[Saved entries]
• • • • •

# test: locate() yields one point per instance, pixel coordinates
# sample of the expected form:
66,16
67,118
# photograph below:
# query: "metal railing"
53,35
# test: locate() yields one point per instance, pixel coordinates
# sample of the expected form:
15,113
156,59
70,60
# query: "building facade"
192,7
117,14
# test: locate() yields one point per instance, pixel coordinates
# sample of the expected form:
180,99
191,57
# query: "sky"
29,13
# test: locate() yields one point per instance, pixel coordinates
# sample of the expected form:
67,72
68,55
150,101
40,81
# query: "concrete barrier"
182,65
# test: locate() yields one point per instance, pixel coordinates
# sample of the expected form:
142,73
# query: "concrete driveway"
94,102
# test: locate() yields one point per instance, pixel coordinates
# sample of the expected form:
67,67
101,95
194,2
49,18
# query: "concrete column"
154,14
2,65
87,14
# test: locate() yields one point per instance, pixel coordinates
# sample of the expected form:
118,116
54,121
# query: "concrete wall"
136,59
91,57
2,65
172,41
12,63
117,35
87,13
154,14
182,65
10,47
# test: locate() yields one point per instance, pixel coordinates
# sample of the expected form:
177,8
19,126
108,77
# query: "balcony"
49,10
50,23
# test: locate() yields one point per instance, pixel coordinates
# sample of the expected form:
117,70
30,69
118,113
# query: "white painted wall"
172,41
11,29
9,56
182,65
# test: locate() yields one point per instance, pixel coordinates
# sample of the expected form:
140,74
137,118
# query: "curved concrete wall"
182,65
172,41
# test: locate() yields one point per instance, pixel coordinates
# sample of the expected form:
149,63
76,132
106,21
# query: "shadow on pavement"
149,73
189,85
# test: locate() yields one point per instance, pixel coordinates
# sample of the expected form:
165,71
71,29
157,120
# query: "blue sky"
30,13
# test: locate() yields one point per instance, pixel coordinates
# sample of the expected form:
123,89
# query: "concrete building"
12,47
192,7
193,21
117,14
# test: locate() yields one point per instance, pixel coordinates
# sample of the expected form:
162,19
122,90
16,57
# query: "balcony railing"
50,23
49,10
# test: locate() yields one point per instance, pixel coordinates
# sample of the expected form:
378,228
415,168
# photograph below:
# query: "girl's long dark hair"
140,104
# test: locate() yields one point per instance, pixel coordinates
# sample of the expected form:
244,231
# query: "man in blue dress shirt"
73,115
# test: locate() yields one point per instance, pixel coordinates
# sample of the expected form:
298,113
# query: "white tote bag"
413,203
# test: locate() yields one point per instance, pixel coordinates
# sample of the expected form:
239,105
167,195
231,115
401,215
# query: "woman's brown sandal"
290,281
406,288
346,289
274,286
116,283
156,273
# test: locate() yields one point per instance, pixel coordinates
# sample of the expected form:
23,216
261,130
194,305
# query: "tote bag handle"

• • • • •

Work order: Copy every record above out again, word for word.

Exercise answer:
# test: locate() yields one point per instance, pixel coordinates
# sample of the expected form:
66,16
67,118
# photograph below:
# query: "metal railing"
53,35
# test: locate() yields one point per instance, pixel coordinates
# sample of the expected form:
15,113
156,59
70,60
# query: "building facade"
192,7
117,14
# test: locate() yields one point per instance, pixel coordinates
# sample of the expected form:
180,99
191,57
# query: "sky"
29,13
# test: locate() yields one point per instance, pixel coordinates
# sample of the expected form:
67,72
68,55
150,101
40,81
# query: "concrete barrier"
182,65
# test: locate() yields one point per instance, pixel coordinates
# sample of the expected form:
142,73
# query: "concrete driveway"
94,102
# test: locate() yields one point per instance, pixel coordinates
# sample of the expected form:
67,67
101,95
194,2
49,18
# query: "concrete column"
154,14
2,65
87,14
# test: locate() yields one point per instance, pixel coordinates
# sample of the expected form:
118,116
54,121
# query: "concrete wall"
136,59
91,57
2,65
172,41
12,63
117,35
87,13
154,14
182,65
10,47
# test: locate() yields one point per instance, pixel coordinates
# sample of the expected form:
177,8
19,126
108,77
# query: "balcony"
49,10
50,23
# test: locate() yields one point per instance, pixel coordinates
# sample of the expected form:
117,70
30,69
118,113
# query: "white painted wall"
172,41
11,29
9,56
182,65
# test: locate() yields one point per instance, pixel coordinates
# sample of the expected form:
140,74
137,118
# query: "curved concrete wall"
182,65
172,41
# test: locate() yields one point per instance, pixel coordinates
# sample of the expected form:
149,63
76,132
106,21
# query: "shadow on pavement"
149,73
189,85
# test: locate() yields one point per instance, pixel coordinates
# sample of the expected form:
165,71
71,29
157,120
# query: "blue sky"
30,13
# test: locate() yields one point per instance, pixel coordinates
# sample of the expected form:
123,89
# query: "concrete building"
12,47
192,7
193,21
117,14
# test: locate() yields one point per instance, pixel coordinates
# sample of the expected form:
162,19
122,90
16,57
# query: "balcony railing"
50,23
49,10
# test: locate() yields one point per instance, pixel coordinates
# sample of the expected form:
378,228
415,168
# photograph below:
# query: "girl's long dark hair"
140,104
# test: locate() yields one point per instance, pixel coordinates
# sample of the expected form:
244,231
# query: "man in blue dress shirt"
73,115
# test: locate() yields one point per instance, pixel coordinates
# sample of the expected form:
298,113
# query: "white tote bag"
413,203
# test: locate() yields one point per instance, pixel coordinates
# sample of the expected form:
239,105
167,195
231,115
401,215
# query: "woman's brown sandal"
290,281
406,288
346,289
274,286
116,283
156,273
# test: locate() yields one point per instance, pixel coordinates
# sample of the expected form:
23,216
261,130
194,305
# query: "tote bag handle"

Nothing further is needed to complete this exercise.